_What to do_
Lay out every line of the records below as a numbered list, omitting any blank lines.

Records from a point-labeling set
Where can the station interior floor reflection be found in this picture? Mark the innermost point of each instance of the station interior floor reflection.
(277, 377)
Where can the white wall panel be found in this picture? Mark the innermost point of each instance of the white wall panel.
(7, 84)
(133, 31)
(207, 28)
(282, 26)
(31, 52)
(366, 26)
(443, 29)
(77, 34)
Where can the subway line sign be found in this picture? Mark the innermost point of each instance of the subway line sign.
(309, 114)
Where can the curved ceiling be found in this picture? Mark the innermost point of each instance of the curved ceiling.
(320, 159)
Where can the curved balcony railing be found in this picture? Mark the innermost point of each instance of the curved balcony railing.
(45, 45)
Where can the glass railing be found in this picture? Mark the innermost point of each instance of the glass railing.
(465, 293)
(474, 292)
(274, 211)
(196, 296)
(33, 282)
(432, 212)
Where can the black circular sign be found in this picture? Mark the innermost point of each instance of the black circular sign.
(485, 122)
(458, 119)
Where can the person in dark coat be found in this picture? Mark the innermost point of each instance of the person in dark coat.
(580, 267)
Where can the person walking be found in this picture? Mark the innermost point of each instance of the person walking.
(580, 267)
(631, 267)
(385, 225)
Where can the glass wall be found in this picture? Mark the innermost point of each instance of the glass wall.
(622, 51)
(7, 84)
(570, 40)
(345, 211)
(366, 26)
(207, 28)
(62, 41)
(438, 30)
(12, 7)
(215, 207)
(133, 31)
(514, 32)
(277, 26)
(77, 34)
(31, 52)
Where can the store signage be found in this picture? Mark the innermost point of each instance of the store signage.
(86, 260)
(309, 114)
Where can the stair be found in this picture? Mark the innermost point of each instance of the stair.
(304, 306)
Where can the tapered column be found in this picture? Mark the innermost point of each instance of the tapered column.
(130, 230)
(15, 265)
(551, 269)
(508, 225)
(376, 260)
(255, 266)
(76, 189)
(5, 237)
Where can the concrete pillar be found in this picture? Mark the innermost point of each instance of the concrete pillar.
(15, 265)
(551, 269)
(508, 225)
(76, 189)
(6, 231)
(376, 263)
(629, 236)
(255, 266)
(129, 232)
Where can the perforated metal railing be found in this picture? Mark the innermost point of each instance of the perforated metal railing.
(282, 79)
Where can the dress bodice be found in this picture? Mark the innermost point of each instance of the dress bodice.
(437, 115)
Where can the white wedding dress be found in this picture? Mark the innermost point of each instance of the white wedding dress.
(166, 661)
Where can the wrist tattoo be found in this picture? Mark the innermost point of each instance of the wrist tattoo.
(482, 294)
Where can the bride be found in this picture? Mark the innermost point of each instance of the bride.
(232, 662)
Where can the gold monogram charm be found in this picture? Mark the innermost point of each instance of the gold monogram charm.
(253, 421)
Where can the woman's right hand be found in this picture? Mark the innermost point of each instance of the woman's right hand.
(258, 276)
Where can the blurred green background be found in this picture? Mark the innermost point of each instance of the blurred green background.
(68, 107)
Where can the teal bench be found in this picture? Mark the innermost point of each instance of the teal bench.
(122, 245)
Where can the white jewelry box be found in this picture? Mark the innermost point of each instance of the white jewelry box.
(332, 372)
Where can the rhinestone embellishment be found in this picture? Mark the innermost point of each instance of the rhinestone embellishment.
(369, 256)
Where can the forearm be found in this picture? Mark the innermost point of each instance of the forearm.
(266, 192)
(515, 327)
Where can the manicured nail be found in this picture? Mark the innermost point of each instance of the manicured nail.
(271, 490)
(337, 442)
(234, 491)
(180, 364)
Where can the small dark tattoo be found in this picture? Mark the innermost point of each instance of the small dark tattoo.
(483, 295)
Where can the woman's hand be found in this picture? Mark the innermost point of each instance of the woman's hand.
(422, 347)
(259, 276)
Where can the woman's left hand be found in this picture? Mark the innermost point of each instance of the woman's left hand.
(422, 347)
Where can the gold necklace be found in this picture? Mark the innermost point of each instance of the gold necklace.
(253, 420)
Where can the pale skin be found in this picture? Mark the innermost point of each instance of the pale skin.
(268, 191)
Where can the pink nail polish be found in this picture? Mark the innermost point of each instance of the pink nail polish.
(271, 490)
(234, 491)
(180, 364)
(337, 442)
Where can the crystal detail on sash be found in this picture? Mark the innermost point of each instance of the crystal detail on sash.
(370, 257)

_Response_
1. Where can the station interior floor reflection be found in this picture? Mark the innermost point of each instance of the station interior floor reflection.
2. (277, 377)
3. Where can the white wall panel be found in this picture? Mark the innermost point of each instance of the white wall panel.
4. (7, 84)
5. (133, 31)
6. (207, 28)
7. (282, 26)
8. (31, 52)
9. (366, 26)
10. (443, 29)
11. (77, 34)
12. Where can the subway line sign be found in this picture? Mark the innermost point of each instance of the subway line sign.
13. (309, 114)
14. Where can the curved ceiling be found in this picture? Mark the innermost point of each instance of the curved ceiling.
15. (320, 159)
16. Where can the curved balcony railing be found in this picture? Mark the innermost point of each instance of the curved balcony railing.
17. (45, 45)
18. Where can the glass railing be found in this picture? Mark the innermost point of each instance of the glass railing.
19. (465, 293)
20. (474, 292)
21. (274, 211)
22. (196, 296)
23. (33, 282)
24. (432, 212)
25. Where can the black circular sign be found in this picture? Mark the innermost point of each instance of the black circular sign.
26. (485, 122)
27. (458, 119)
28. Where can the person in dark coat be found in this picture? Mark the innermost point of each instance of the person in dark coat.
29. (580, 267)
30. Where can the person walking be found in this picture? Mark the innermost point of each instance of the person walking.
31. (580, 267)
32. (631, 267)
33. (385, 225)
34. Where can the glass wall be found in this picture? Mark the innermost point of each instance of the glass wall.
35. (622, 51)
36. (7, 84)
37. (570, 40)
38. (345, 211)
39. (366, 26)
40. (207, 28)
41. (62, 41)
42. (438, 30)
43. (12, 7)
44. (215, 207)
45. (133, 31)
46. (514, 32)
47. (277, 26)
48. (77, 34)
49. (31, 52)
50. Where can the store signage be found in this picture? Mark the innermost point of each instance of the store signage.
51. (86, 260)
52. (309, 114)
53. Where can the stair be found in this picture? Mark the innermost point of each instance of the stair.
54. (304, 306)
55. Where can the tapered column be found in this picture? Mark the innermost point of each instance of the tapered column.
56. (130, 230)
57. (15, 265)
58. (551, 269)
59. (508, 225)
60. (376, 260)
61. (255, 266)
62. (76, 189)
63. (5, 237)
64. Where can the concrete pillar be found in this picture? Mark the innermost point of each instance of the concrete pillar.
65. (15, 265)
66. (551, 269)
67. (508, 225)
68. (76, 189)
69. (6, 231)
70. (376, 263)
71. (629, 236)
72. (255, 266)
73. (129, 232)
74. Where can the perforated metal railing be found in this picture? Mark the innermost point of each instance of the perforated metal railing.
75. (282, 79)
76. Where can the dress bodice be found in this picture? Mark the innermost point of each instance of the dress bodice.
77. (437, 115)
78. Where can the white wedding dress be found in this picture? Mark the innermost point of each instance of the white wedding dress.
79. (166, 661)
80. Where can the wrist tattoo be found in this picture? Mark the innermost point of each instance of the wrist tattoo.
81. (482, 294)
82. Where can the bride be found in this picture? Mark the innermost point of each instance of the bride.
83. (232, 662)
84. Where can the gold monogram charm be found in this picture? Mark the innermost point of each instance of the gold monogram charm.
85. (253, 421)
86. Where can the woman's right hand be found in this picture? Mark the innermost point of each instance of the woman's right hand.
87. (258, 276)
88. Where can the blurred green background be found in this picture? Mark the innermost point of each instance of the blurred green background.
89. (68, 107)
90. Where can the teal bench be found in this picture? Mark the innermost point of each instance of the teal bench.
91. (122, 245)
92. Where can the white jewelry box be found in this picture? Mark the innermost point of each instance of the white jewelry box.
93. (332, 372)
94. Where can the rhinestone embellishment be found in this picture? Mark the innermost point of each instance of the rhinestone embellishment.
95. (369, 256)
96. Where can the forearm be found in this picture? Mark the innermost point of each instance of the forearm.
97. (266, 192)
98. (515, 327)
99. Where can the manicured nail be found in this picture? Mark the innermost point of each instance of the manicured nail.
100. (271, 490)
101. (337, 442)
102. (234, 491)
103. (180, 364)
104. Where can the small dark tattoo be found in this picture? Mark the innermost point of each instance of the small dark tattoo.
105. (483, 295)
106. Where can the woman's hand be found in this picture? Mark the innermost point of each instance of the woman's hand.
107. (422, 347)
108. (259, 276)
109. Where can the woman's left hand be found in this picture? Mark the innermost point of each instance of the woman's left hand.
110. (422, 347)
111. Where can the gold necklace be found in this picture? Mark the innermost point of each instance of the gold necklace.
112. (253, 420)
113. Where can the pale skin be found in this picture? Mark the innermost point of each instance of the pale skin.
114. (268, 191)
115. Where can the pink nail polish be found in this picture? Mark the innermost point of each instance of the pink nail polish.
116. (271, 490)
117. (234, 491)
118. (180, 364)
119. (337, 442)
120. Where can the crystal detail on sash be found in this picture? Mark the innermost point of each instance of the crystal detail on sash.
121. (370, 257)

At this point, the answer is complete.